■ Description of the task: When the material ends, stop; until then, set down every line exactly.

■ Data to examine:
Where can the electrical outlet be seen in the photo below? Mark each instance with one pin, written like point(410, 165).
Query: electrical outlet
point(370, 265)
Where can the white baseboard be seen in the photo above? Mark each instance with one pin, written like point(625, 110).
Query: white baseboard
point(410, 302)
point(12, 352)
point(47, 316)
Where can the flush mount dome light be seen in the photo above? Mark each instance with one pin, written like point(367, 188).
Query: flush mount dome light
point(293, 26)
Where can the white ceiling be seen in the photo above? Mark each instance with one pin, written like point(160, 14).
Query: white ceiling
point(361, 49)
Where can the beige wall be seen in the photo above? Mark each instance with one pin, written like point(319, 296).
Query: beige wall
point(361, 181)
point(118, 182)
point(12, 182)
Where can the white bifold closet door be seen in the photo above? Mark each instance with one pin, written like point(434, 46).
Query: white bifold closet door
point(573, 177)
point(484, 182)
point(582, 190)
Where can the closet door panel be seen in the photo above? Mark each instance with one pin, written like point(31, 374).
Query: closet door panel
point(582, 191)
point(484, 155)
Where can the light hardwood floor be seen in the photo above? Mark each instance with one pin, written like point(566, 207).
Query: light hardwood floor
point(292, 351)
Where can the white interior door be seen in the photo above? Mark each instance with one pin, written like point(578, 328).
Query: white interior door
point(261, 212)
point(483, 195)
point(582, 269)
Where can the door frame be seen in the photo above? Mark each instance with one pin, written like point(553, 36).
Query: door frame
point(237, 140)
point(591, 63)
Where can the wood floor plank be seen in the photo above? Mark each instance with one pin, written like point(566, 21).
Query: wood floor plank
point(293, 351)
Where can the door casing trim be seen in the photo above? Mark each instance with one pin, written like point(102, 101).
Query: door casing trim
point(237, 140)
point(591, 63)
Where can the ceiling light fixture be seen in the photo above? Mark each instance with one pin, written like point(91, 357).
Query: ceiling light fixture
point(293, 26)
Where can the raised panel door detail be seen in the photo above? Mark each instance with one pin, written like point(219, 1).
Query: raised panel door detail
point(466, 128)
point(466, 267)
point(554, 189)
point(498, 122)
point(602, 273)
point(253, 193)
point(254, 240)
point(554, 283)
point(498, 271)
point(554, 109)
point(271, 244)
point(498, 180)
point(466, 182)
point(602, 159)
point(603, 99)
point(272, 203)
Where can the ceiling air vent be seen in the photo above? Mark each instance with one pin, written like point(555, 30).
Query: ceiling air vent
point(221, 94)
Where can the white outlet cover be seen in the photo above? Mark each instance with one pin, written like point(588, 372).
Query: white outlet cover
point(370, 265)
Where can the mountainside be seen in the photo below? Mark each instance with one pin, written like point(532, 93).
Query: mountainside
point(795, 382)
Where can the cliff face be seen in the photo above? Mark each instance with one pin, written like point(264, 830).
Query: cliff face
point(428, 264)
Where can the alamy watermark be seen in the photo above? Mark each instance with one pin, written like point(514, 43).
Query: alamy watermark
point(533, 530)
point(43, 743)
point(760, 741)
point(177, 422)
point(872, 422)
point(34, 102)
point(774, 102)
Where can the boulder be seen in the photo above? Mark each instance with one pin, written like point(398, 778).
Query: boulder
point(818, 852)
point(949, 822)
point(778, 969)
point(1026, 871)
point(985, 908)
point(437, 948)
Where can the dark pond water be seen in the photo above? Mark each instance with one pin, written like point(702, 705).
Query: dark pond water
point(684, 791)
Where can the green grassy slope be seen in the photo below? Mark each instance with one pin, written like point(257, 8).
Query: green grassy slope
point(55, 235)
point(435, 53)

■ Your response:
Where can the electrical outlet be seen in the photo below? Mark each instance with one pin, written like point(410, 165).
Query: electrical outlet
point(370, 265)
Where can the white baseboard be seen in the photo above? Mark each instance with one pin, written like point(625, 110).
Query: white baseboard
point(410, 302)
point(12, 352)
point(47, 316)
Where can the flush mount dome light be seen in the photo above? Mark each instance with one pin, written like point(367, 188).
Query: flush mount dome light
point(293, 26)
Where can the white ceiling be seen in the photo above? Mark each instance with one pin, written like point(160, 14).
Query: white ceiling
point(361, 49)
Where can the beige wall be seen in the photo above? Mark each instance with one pin, written like point(319, 296).
Query: beige wall
point(361, 181)
point(118, 182)
point(12, 182)
Where can the white bifold closet door be seen in the photo above? Mark each instance with one pin, written like point(434, 46).
Query: white bifold closet door
point(573, 177)
point(484, 182)
point(582, 190)
Where can the closet door panel be seen in the photo above? Mark each instance with one pin, written like point(31, 374).
Query: closet door panel
point(582, 191)
point(484, 155)
Where can the light hardwood floor be seen in the photo above? Mark each instance with one pin, written like point(566, 207).
Query: light hardwood floor
point(292, 351)
Where can the white interior door be seen in the photo above? Mark each instance with one pin, written like point(578, 328).
Query: white interior door
point(261, 212)
point(483, 195)
point(582, 269)
Where can the door frame be seen in the photo above? Mark each instance with one pin, written like point(553, 36).
Query: door frame
point(237, 140)
point(591, 63)
Where can the wood floor plank be seen in the photo above? Mark each instance with one pin, written like point(566, 21).
Query: wood floor plank
point(293, 351)
Where can the door casing trim be seen in the photo above? Mark each instance with one pin, written like point(102, 101).
Query: door casing trim
point(237, 140)
point(591, 63)
Where can the ceiling light fixture be seen in the photo above? Mark each instance with one pin, written like point(91, 357).
Query: ceiling light fixture
point(293, 26)
Where can the raised panel door detail be seen in the photo above? Mark each instance with one pin, written like point(219, 1).
Query: raised panel door detail
point(466, 128)
point(466, 267)
point(554, 189)
point(498, 122)
point(602, 273)
point(253, 193)
point(254, 240)
point(554, 283)
point(498, 271)
point(554, 109)
point(271, 244)
point(498, 180)
point(466, 182)
point(602, 159)
point(603, 99)
point(272, 203)
Where can the ceiling air vent be seen in the photo above? Mark each instance with one pin, written like point(555, 30).
Query: ceiling air vent
point(221, 94)
Where can the white outlet cover be seen in the photo above? Mark each instance with one pin, written like point(588, 372).
Query: white outlet cover
point(370, 265)
Where can the mountainside be seen in the photo below? Mark each instance with one pin, written like point(532, 93).
Query: mountainside
point(795, 382)
Where can the cliff face be seen in the photo above? Mark each instance with one pin, written like point(264, 830).
Query: cliff face
point(428, 264)
Where can the alamy watermark be seen in the photo above? Mark each instance with one pin, written like point(514, 43).
Query: alamy watermark
point(533, 530)
point(43, 743)
point(760, 741)
point(177, 422)
point(872, 422)
point(34, 102)
point(774, 102)
Where can the boulder be seen in the photo above? Mark each instance with one pin, written like point(398, 778).
Query: boulder
point(818, 852)
point(949, 822)
point(778, 969)
point(1026, 871)
point(985, 908)
point(437, 948)
Where can the dark pond water be seen in the photo above? Mark each instance with one pin, written like point(702, 705).
Query: dark pond water
point(684, 791)
Where can the green grassy slope be seen in the photo below? Mark each instance with one pin, written like point(257, 8).
Query: green grassy slope
point(55, 235)
point(435, 53)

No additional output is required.